§ **WHAT THE EXERCISE ASKS**
From the first line of the records below through the line with "target: <item>chrome window trim</item>", output each line exactly; skip the pictures.

Dataset entries:

···

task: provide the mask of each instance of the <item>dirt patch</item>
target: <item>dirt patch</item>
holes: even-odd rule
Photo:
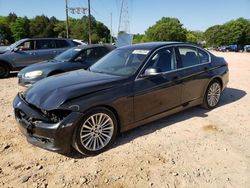
[[[216,55],[230,69],[219,107],[129,131],[87,158],[28,144],[12,109],[22,88],[16,77],[0,79],[0,187],[250,187],[250,53]]]
[[[206,132],[223,132],[222,129],[219,129],[217,126],[215,125],[205,125],[202,127],[204,131]]]

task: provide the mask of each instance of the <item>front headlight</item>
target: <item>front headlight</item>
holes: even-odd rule
[[[41,76],[43,74],[43,71],[37,70],[37,71],[32,71],[32,72],[27,72],[24,74],[25,78],[36,78],[38,76]]]

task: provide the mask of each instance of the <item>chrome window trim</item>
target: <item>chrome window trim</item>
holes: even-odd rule
[[[135,80],[140,80],[140,79],[144,79],[142,77],[140,77],[140,75],[142,75],[142,70],[146,67],[146,65],[148,64],[149,60],[156,54],[158,53],[159,50],[162,50],[164,48],[174,48],[174,47],[193,47],[193,48],[196,48],[196,51],[197,49],[205,52],[208,57],[209,57],[209,61],[206,62],[206,63],[200,63],[200,64],[197,64],[197,65],[192,65],[192,66],[188,66],[188,67],[183,67],[183,68],[177,68],[177,64],[176,64],[176,69],[175,70],[171,70],[171,71],[166,71],[166,72],[162,72],[160,74],[167,74],[167,73],[172,73],[172,72],[176,72],[176,71],[179,71],[179,70],[184,70],[184,69],[189,69],[189,68],[192,68],[192,67],[197,67],[197,66],[200,66],[200,65],[205,65],[205,64],[210,64],[211,63],[211,55],[204,49],[202,49],[201,47],[198,47],[198,46],[194,46],[194,45],[191,45],[191,44],[172,44],[172,45],[166,45],[166,46],[162,46],[160,48],[158,48],[157,50],[155,50],[148,58],[147,62],[143,65],[143,67],[141,68],[141,70],[139,71],[139,73],[136,75],[136,78]],[[198,52],[197,52],[198,53]],[[175,62],[177,63],[177,60],[176,60],[176,54],[175,54],[175,50],[174,50],[174,57],[175,57]]]

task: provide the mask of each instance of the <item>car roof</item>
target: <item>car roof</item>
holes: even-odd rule
[[[144,49],[144,50],[153,50],[155,48],[159,48],[162,46],[168,46],[168,45],[173,45],[173,44],[188,44],[185,42],[148,42],[148,43],[139,43],[139,44],[133,44],[133,45],[128,45],[128,46],[123,46],[120,47],[119,49]],[[191,45],[191,44],[190,44]]]
[[[43,37],[35,37],[35,38],[24,38],[22,40],[72,40],[67,38],[43,38]]]
[[[116,47],[111,44],[89,44],[89,45],[79,45],[74,47],[75,49],[89,49],[89,48],[96,48],[96,47],[106,47],[109,49],[115,49]]]

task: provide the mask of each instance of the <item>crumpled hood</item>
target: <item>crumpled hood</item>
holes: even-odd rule
[[[78,70],[45,78],[24,93],[37,108],[53,110],[66,100],[111,88],[123,77]]]

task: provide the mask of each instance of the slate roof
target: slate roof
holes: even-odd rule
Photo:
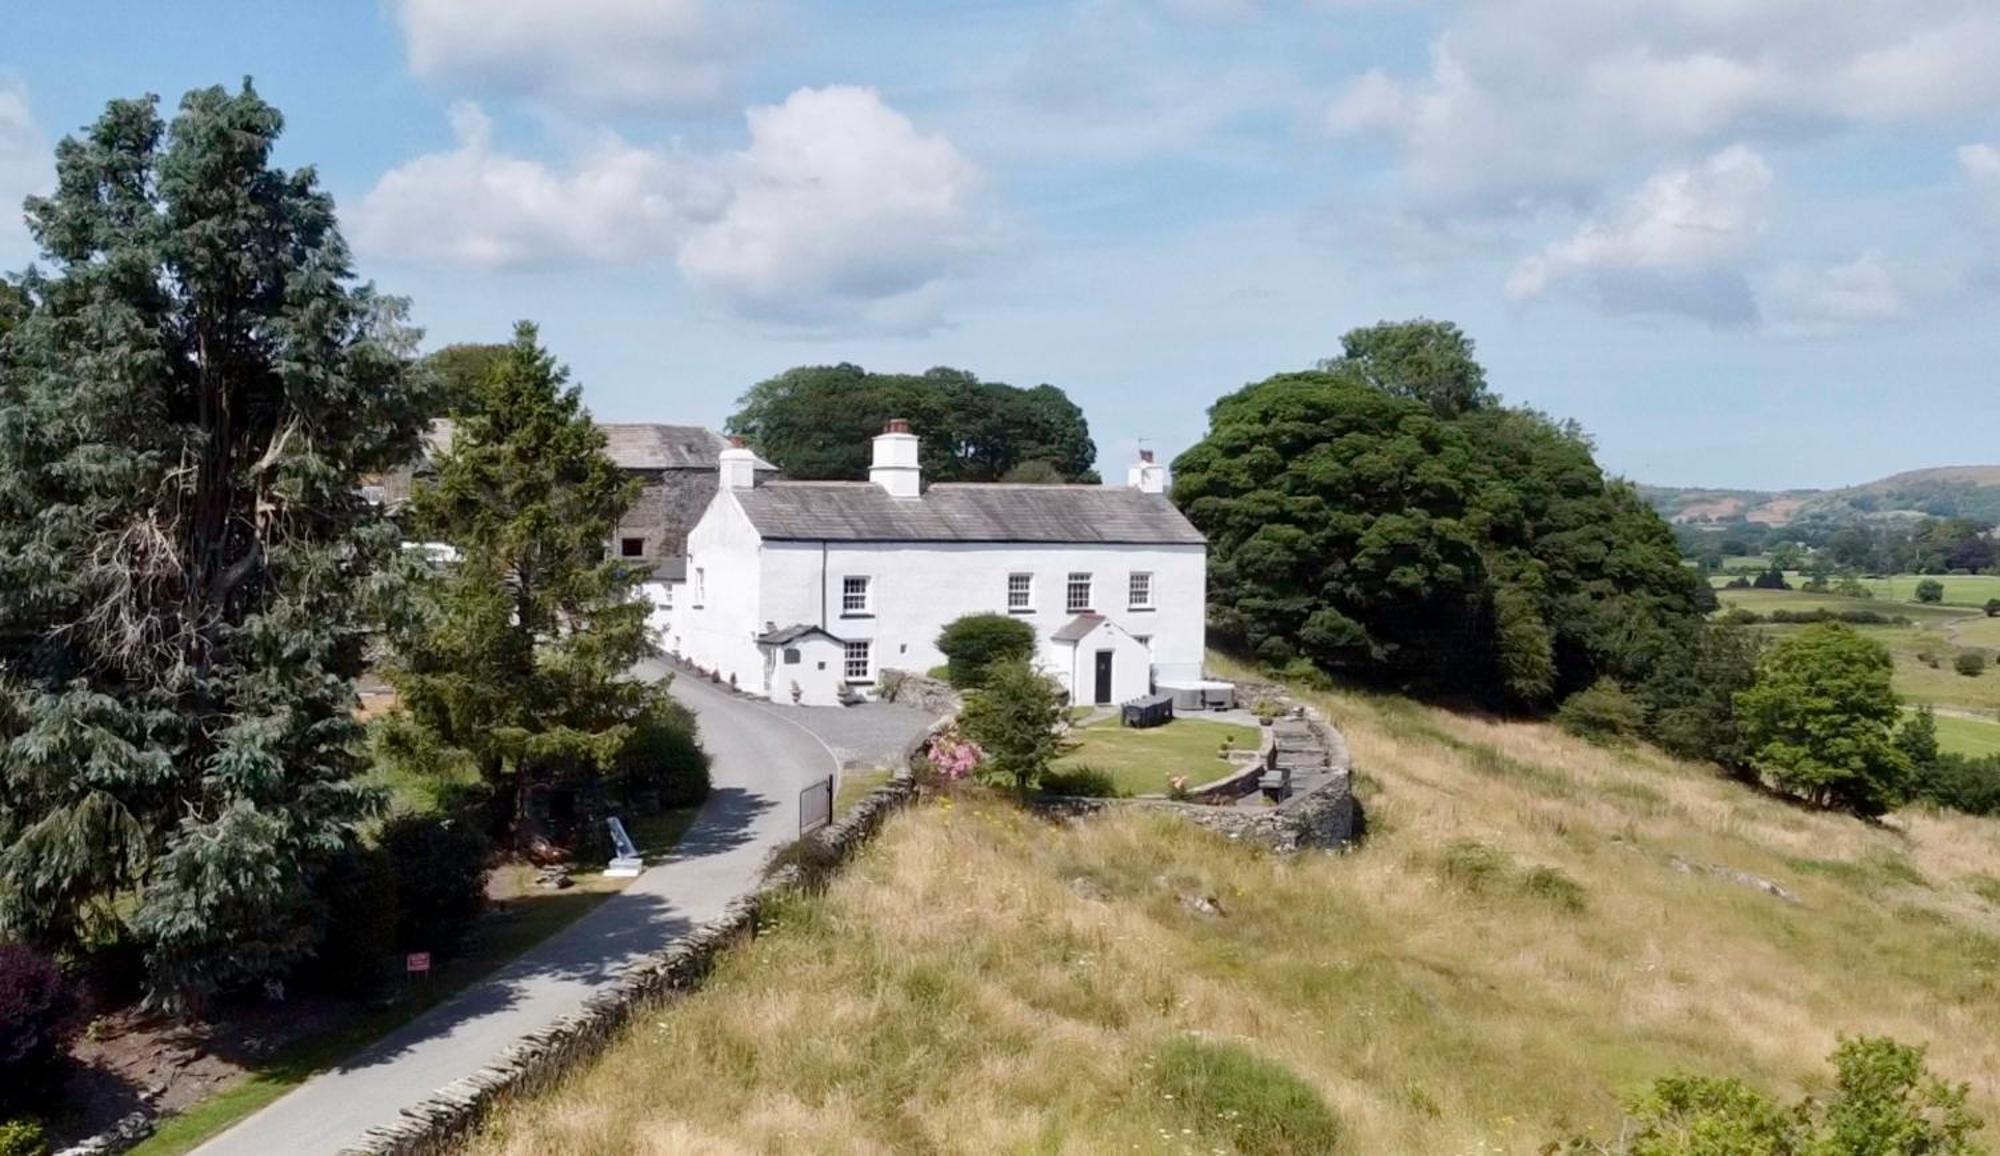
[[[873,482],[768,482],[735,491],[766,540],[1199,546],[1164,494],[1124,486],[942,483],[892,498]]]
[[[599,422],[604,448],[620,469],[712,470],[729,439],[698,425],[656,425],[651,422]],[[776,466],[757,459],[760,470]]]
[[[834,642],[843,641],[839,635],[824,627],[814,626],[810,622],[801,622],[795,626],[784,626],[777,630],[760,634],[757,636],[757,641],[763,646],[789,646],[809,634],[824,634]]]
[[[729,448],[729,439],[706,426],[659,425],[654,422],[599,422],[604,431],[604,450],[625,470],[713,470],[721,464],[719,455]],[[424,453],[437,458],[451,452],[458,423],[448,417],[432,421],[424,431]],[[775,472],[778,467],[757,459],[759,470]]]
[[[1104,625],[1102,614],[1079,614],[1058,627],[1049,638],[1055,642],[1082,642],[1090,632]]]

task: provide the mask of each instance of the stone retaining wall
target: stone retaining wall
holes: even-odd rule
[[[876,679],[883,702],[899,702],[931,714],[956,716],[964,705],[958,688],[943,679],[910,670],[884,670]]]
[[[524,1037],[492,1065],[405,1109],[401,1121],[369,1132],[342,1156],[434,1156],[455,1151],[496,1105],[549,1087],[602,1053],[636,1016],[699,987],[718,955],[756,934],[759,912],[766,904],[788,888],[822,882],[821,876],[852,856],[889,813],[915,793],[916,782],[908,771],[869,792],[839,821],[811,836],[822,845],[819,853],[793,857],[719,918],[627,968],[580,1011]]]

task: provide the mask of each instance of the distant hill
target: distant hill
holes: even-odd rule
[[[1911,470],[1839,490],[1719,490],[1640,486],[1667,520],[1681,523],[1870,518],[1978,518],[2000,522],[2000,466],[1939,466]]]

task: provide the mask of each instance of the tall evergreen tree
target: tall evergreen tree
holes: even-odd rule
[[[395,632],[406,713],[388,738],[469,759],[511,793],[526,839],[539,788],[588,785],[649,712],[673,708],[626,677],[653,649],[641,576],[607,548],[635,483],[606,456],[581,391],[526,322],[469,381],[451,450],[412,502],[417,530],[459,557],[420,584]]]
[[[0,356],[0,933],[136,936],[167,1003],[309,950],[371,808],[356,482],[413,452],[415,333],[282,124],[246,82],[64,140]]]

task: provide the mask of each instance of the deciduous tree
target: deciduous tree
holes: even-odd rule
[[[309,950],[371,811],[354,679],[395,536],[357,479],[414,451],[415,333],[271,165],[282,124],[246,82],[64,140],[0,361],[0,925],[134,936],[164,1002]]]
[[[1820,806],[1879,815],[1901,803],[1911,767],[1894,741],[1893,669],[1881,643],[1837,623],[1765,651],[1756,683],[1736,696],[1751,765]]]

···

§ **RESPONSE AREA**
task: provide the mask of each instance of the <item>dirt patch</item>
target: <item>dirt patch</item>
holes: even-odd rule
Photo:
[[[216,55],[230,69],[219,107],[129,131],[87,158],[28,144],[12,109],[22,88],[16,77],[0,79],[0,187],[250,187],[250,53]]]
[[[206,132],[223,132],[222,129],[219,129],[217,126],[215,125],[205,125],[202,127],[204,131]]]

task: provide the mask of each instance of the <item>front headlight</item>
target: <item>front headlight</item>
holes: even-odd rule
[[[41,76],[43,74],[43,71],[37,70],[37,71],[32,71],[32,72],[27,72],[24,74],[25,78],[36,78],[38,76]]]

task: provide the mask of each instance of the <item>chrome window trim</item>
target: <item>chrome window trim</item>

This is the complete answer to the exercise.